_TEXT SHOWN_
==============================

Posted 6/03/09 (Wed)
By Tina Foreman
Farmer Staff Writer
If you have room in your heart and in your home, you may be ready to make a difference in the life of a child by becoming a foster parent.
Foster Care is a federal and state program designed to protect children by placing them in state custody. Children who come into temporary or permanent state custody are neglected, abused, abandoned, or their parents are unable to fulfill their parenting obligation due to illness, emotional problems, or other issues. But to the children it’s much more.
Children don’t always understand that the life they have could be better. After all, their family, no matter how broken, is the only one they’ve ever known.
“Kids come to live with us, and our family and household which we think is completely normal is something they have never experienced,” says Tina Kostad McKenzie County foster parent. “Simple things like regular meals and just sitting on the couch reading books with a parent, things we take for granted, are things that these children have never known.”
McKenzie County, like many other counties in North Dakota is experiencing a foster home shortage. Currently, there is only one active foster home in McKenzie County.
“There is such a need for foster parents in this community,” adds Kostad. “It’s not the kids’ fault and it is everyone in the communities’ responsibility to help take care of these kids and give them a chance to lead a productive life.”
In McKenzie County when the need for a foster family arises, if the Kostads are full or unavailable the child is sent to a family in another county, forcing them to not only leave their family and everything familiar to them at home, but also their school and the familiar surroundings of their home town.
“Most of the time the kids come with very little to nothing at all from home,” adds Kostad. “It can be really hard on them emotionally, especially when they are placed in another town.”
The goal of foster care is to reunite children with their families. Foster parents become partners with the Department of Family & Children Services (DFCS) to make the best plan for a child's future. Foster care is intended to be temporary, but in some situations reunification is not the best option. When reunification is not possible, the first option is to place the child with a relative. When that is not possible, children in foster care become available for a permanent home through the process of adoption.
“We work as a mediator between the child, biological parents and foster parents in an effort to get the child back home as soon as possible,” says Amy Fast, McKenzie County Social Services director. “It’s hard for a child to be removed from their home. But it is even harder for them when they have to leave their school and everything that is familiar to them because there isn’t a home available for them here. The distance also makes mediation very difficult.”
Foster parents are volunteers who offer safety and security to these children by opening their own hearts and homes. Foster parents are not paid, but are reimbursed monthly depending on the age and needs of the child. The state is responsible for the needs of the child in care such as medical and clothing expenses. Foster parents provide the love and nurturing that is vital to a child’s success.

==============================

[Stored entries]
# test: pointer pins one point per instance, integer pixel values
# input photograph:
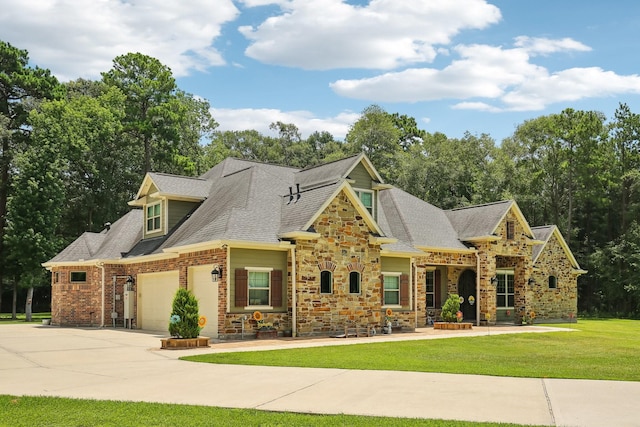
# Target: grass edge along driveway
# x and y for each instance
(595, 349)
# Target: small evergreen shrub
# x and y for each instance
(450, 308)
(183, 322)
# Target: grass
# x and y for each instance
(49, 411)
(5, 318)
(595, 349)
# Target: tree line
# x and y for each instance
(73, 154)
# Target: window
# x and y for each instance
(431, 289)
(153, 217)
(326, 282)
(505, 295)
(354, 282)
(391, 289)
(78, 276)
(258, 288)
(366, 197)
(511, 233)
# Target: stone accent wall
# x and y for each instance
(559, 303)
(344, 242)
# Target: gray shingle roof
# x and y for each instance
(415, 221)
(182, 185)
(478, 221)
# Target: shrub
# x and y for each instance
(450, 308)
(183, 322)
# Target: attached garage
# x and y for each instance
(200, 284)
(155, 297)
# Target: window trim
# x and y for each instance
(359, 276)
(250, 270)
(397, 275)
(71, 273)
(330, 282)
(506, 293)
(147, 218)
(358, 192)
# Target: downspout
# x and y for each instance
(414, 277)
(477, 252)
(101, 266)
(294, 304)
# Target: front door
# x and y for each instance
(467, 292)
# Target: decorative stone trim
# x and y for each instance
(327, 266)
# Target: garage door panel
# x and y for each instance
(155, 298)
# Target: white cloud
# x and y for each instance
(384, 34)
(305, 121)
(506, 79)
(78, 38)
(544, 46)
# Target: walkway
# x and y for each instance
(128, 365)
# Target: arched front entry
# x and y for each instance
(467, 290)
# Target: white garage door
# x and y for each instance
(155, 298)
(199, 282)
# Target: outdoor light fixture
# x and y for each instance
(216, 273)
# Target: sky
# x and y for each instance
(455, 66)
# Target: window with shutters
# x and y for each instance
(258, 287)
(396, 289)
(326, 282)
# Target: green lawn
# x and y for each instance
(49, 411)
(595, 349)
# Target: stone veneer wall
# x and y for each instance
(562, 302)
(79, 304)
(343, 247)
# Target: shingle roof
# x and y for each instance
(478, 221)
(182, 185)
(250, 201)
(415, 221)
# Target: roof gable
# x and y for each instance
(545, 233)
(482, 221)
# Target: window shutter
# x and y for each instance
(241, 287)
(437, 302)
(404, 290)
(276, 288)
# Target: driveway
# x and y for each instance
(118, 364)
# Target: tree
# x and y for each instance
(34, 217)
(21, 87)
(165, 122)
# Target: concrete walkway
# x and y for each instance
(128, 365)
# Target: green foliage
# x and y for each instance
(594, 349)
(184, 318)
(27, 411)
(450, 308)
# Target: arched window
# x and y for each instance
(326, 282)
(354, 282)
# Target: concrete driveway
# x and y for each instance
(128, 365)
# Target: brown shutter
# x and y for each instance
(437, 303)
(404, 290)
(241, 287)
(276, 288)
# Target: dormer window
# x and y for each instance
(153, 217)
(366, 197)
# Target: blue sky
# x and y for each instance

==============================

_AIM OF THE EXERCISE_
Pick up the article on foster care in McKenzie County from its final sentence and carry it on.

_REPLY TO THE TASK_
“Becoming a foster parent is truly a process, but Social Services is there every step of the way,” says Steph Frenzel, McKenzie County Social Services licensed social worker. “The most important step is the training, because it gives foster families the tools they need to be good foster parents.”
Requirements of becoming a foster parent include passing a criminal records check, a drug screening, a medical examination, a home safety and home space requirements check, reference check, family assessment, and completion of the training program. Foster parents can be married, single or divorced and you do not need to own your home in order to become a foster parent.
“When you see it all on paper, becoming a foster parent seems like a lot and it is a little overwhelming. But when it comes down to it, the process really isn’t that difficult,” states Kostad. “The training we get is something that people pay for, but we get it for free. It seems like a lot of training, but the amount that you learn about how to help kids is amazing.”
According to Frenzel, foster families don’t have to start out as full-time caregivers. They can do respite care or emergency care which are both short-term options.
“I know we could keep one or two homes full at all times if we just had the homes available,” says Frenzel. “There are people in McKenzie County that would make wonderful foster parents; we just need to find them.”
Becoming a foster parent is a big decision, but it is a decision that doesn’t have to be made overnight. Frenzel urges anyone interested in becoming a foster parent to call their office and visit with them about the different opportunities available.
“When you see a kid smile and you know that you’ve given them this gift by making their life better, there is nothing that compares to that feeling,” states Kostad. “The kids didn’t ask to be in this situation, and they always come with an open heart ready to give unconditional love to anyone who is there to help them.”